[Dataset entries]
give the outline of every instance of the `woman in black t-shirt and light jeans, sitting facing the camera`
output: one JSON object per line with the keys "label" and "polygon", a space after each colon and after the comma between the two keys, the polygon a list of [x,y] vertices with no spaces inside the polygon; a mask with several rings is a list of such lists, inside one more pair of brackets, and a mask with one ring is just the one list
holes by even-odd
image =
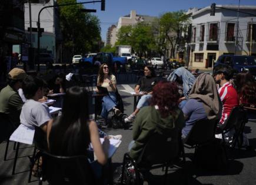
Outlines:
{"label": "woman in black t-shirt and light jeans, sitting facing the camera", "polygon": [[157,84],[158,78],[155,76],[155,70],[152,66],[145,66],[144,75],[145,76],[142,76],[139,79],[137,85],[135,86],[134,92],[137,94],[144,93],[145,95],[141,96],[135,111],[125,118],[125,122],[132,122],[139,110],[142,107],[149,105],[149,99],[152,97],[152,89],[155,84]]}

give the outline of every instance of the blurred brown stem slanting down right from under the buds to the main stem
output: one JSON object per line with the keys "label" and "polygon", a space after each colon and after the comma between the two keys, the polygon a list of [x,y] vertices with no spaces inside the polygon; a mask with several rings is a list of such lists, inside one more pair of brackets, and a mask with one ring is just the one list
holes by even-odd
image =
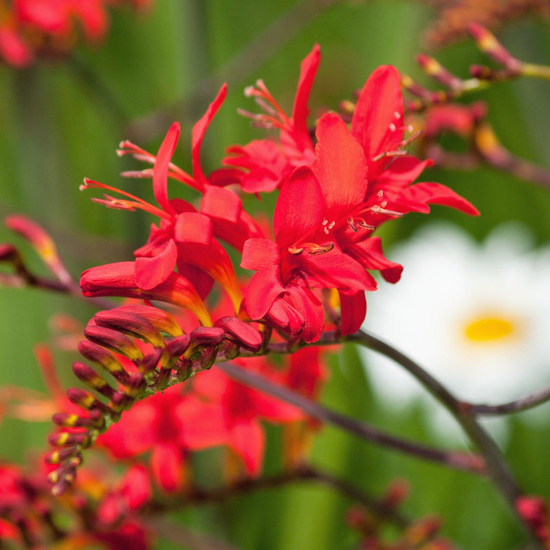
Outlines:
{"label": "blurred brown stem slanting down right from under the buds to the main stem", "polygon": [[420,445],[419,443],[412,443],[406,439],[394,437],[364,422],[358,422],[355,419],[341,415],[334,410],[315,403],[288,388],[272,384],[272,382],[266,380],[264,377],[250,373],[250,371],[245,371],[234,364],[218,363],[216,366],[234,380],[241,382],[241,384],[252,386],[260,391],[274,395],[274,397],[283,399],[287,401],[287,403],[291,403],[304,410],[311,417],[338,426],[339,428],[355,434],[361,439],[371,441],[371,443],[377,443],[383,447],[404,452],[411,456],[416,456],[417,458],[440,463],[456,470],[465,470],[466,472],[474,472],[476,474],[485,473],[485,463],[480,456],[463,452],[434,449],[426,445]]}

---

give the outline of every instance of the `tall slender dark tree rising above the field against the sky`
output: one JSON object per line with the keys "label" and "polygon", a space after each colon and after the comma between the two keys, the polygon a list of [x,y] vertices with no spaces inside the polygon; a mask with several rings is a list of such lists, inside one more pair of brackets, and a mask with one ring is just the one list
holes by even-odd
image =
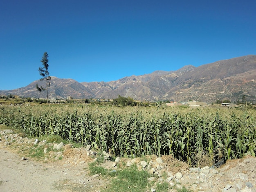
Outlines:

==

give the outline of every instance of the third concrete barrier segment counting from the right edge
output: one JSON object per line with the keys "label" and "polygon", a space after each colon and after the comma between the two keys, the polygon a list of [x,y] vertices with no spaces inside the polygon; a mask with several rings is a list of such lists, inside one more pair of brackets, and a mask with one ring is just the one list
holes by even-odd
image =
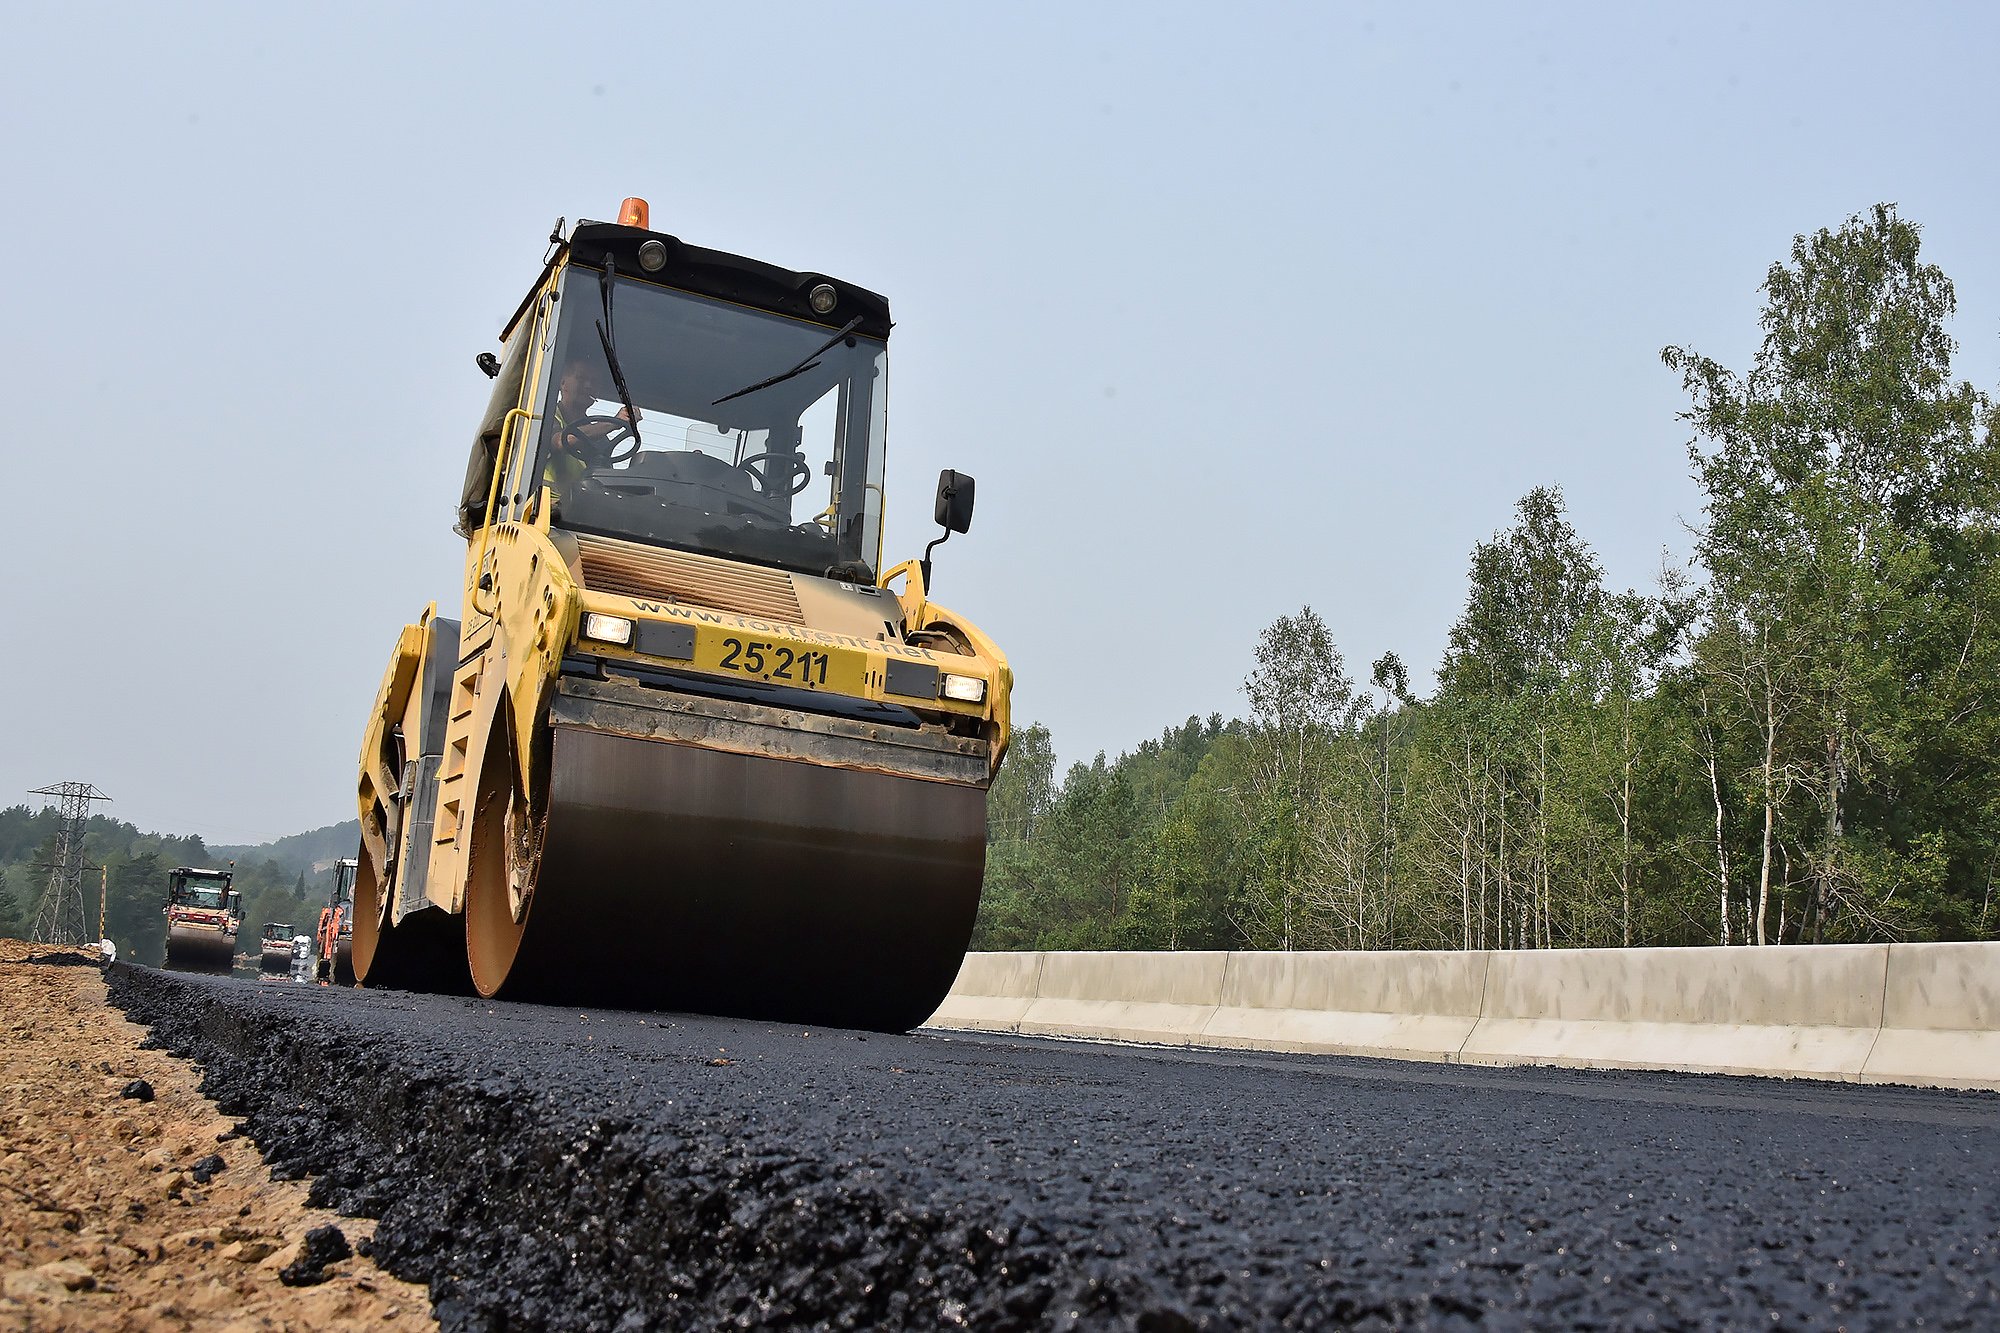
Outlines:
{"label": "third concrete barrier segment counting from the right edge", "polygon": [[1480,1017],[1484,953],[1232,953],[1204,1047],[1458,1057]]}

### WHAT YOU HAVE TO DO
Filter the data above by the word "instance" and copy every line that matches.

### SOLUTION TO THIS PROBLEM
give the outline of every instance of the `woman in black t-shirt and light jeans, sitting facing the camera`
give the outline of every instance of the blurred brown stem slanting down right from under the buds to the main stem
give the outline of every instance of the `tall slender dark tree rising above the field against the sky`
give the outline of every instance of the third concrete barrier segment counting from the right edge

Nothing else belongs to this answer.